#### Required work
1/ Using the text about David Dawson Cosgrove, explain in one to three sentences how he is connected to the Belvedere Management group he is known for.
2/ Please rewrite the paragraph of the Cosgrove text that begins "Cosgrove was the founder" as a short bulleted list that keeps its main facts.

#### Text for analysis

———

- Born: David Dawson Cosgrove April 1960 (age 65)
- Occupation: Businessman
- Known for: Belvedere Management group

= David Dawson Cosgrove =

Irish businessman

David Dawson Cosgrove (born April 1960) is an Irish businessman whose Belvedere Management group claimed to have $16 billion of assets under administration. In 2016 he was barred from serving as an officer of any company regulated by the Mauritius Financial Services Commission (FSC) for a period of 5 years and the funds he managed were liquidated.

==Belvedere Management==
Cosgrove was the founder of the Belvedere Management group which claimed to have $16 billion of assets under administration. The group reportedly ran125 hedge funds and has numerous subsidiaries active in fund administration, life insurance, stock broking, and investment management.

———

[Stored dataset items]
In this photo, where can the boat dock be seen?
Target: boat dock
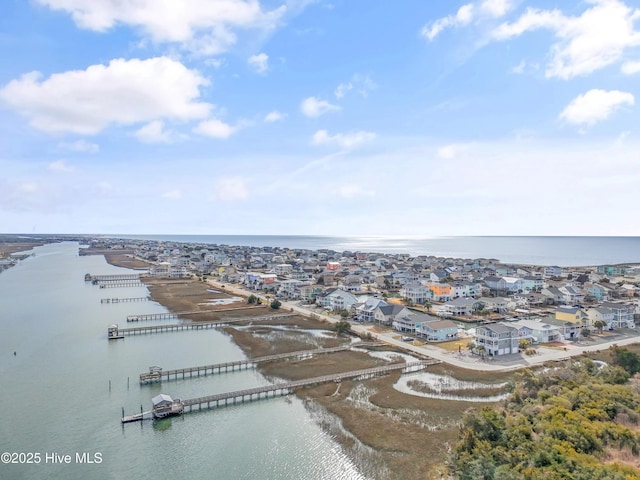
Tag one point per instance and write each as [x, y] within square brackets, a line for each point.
[115, 332]
[123, 300]
[280, 389]
[156, 374]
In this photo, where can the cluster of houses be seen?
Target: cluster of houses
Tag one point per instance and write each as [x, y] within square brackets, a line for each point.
[423, 296]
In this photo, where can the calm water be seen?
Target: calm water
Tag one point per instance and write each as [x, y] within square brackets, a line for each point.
[561, 251]
[56, 399]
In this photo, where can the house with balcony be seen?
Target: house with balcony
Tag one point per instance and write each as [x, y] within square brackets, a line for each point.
[622, 314]
[538, 331]
[498, 339]
[416, 292]
[438, 330]
[459, 307]
[336, 299]
[442, 292]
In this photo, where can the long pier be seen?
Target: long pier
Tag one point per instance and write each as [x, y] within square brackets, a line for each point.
[122, 300]
[248, 395]
[115, 332]
[156, 374]
[112, 278]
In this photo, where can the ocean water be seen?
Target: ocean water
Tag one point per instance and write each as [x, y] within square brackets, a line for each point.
[560, 251]
[64, 390]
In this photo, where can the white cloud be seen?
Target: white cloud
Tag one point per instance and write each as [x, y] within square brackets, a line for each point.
[451, 151]
[346, 141]
[124, 92]
[231, 189]
[631, 68]
[204, 26]
[172, 195]
[215, 128]
[362, 84]
[465, 15]
[259, 62]
[594, 106]
[314, 107]
[274, 116]
[81, 146]
[60, 166]
[154, 132]
[585, 43]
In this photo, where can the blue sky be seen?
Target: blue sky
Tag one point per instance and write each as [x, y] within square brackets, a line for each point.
[352, 117]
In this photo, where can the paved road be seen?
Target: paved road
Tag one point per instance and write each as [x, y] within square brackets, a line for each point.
[465, 359]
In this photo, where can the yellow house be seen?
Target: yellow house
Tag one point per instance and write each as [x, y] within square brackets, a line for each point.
[572, 315]
[442, 292]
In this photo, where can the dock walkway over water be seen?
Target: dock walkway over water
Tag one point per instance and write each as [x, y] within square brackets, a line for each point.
[156, 374]
[247, 395]
[115, 332]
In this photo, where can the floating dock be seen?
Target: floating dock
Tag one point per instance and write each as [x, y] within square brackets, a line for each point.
[156, 374]
[175, 327]
[280, 389]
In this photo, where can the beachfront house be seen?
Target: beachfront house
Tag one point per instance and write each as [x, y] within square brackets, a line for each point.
[416, 292]
[498, 338]
[459, 307]
[336, 299]
[538, 331]
[437, 331]
[622, 314]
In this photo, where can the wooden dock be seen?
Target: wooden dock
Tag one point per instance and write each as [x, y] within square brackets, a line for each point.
[156, 374]
[112, 278]
[123, 300]
[285, 388]
[176, 327]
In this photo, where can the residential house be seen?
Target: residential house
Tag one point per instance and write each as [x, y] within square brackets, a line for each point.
[497, 284]
[336, 299]
[498, 338]
[573, 315]
[442, 292]
[552, 271]
[386, 314]
[540, 332]
[438, 331]
[416, 292]
[602, 314]
[622, 314]
[459, 307]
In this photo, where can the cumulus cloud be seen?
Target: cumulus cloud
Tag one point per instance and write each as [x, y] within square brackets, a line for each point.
[314, 107]
[594, 106]
[274, 116]
[259, 62]
[215, 128]
[81, 146]
[60, 166]
[124, 92]
[154, 132]
[204, 26]
[345, 141]
[465, 15]
[585, 43]
[362, 84]
[231, 189]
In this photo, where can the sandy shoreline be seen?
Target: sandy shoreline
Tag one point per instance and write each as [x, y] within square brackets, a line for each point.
[384, 431]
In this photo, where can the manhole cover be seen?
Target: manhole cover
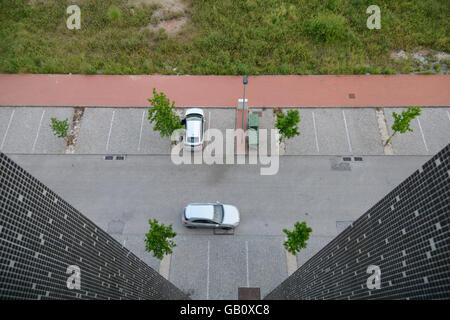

———

#### Results of the exercise
1/ Cosgrove founded the Belvedere Management group. The group claimed to have $16 billion of assets under administration.

2/
- Founder: Cosgrove
- Claimed assets under administration: $16 billion
- Hedge funds: reportedly 125
- Subsidiaries: numerous, active in fund administration, life insurance, stock broking, and investment management